**Data for the task**
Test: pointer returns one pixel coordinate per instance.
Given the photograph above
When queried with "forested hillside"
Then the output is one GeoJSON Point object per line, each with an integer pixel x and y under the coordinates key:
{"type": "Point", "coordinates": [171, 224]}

**Aim of the exercise**
Return exactly the run of lines that opens with the one containing "Given the photograph above" and closes with the last line of the records above.

**Result for this exercise**
Given the photograph above
When queried with "forested hillside"
Then the output is one GeoJSON Point object per line, each with an integer pixel x and y under the coordinates key:
{"type": "Point", "coordinates": [171, 224]}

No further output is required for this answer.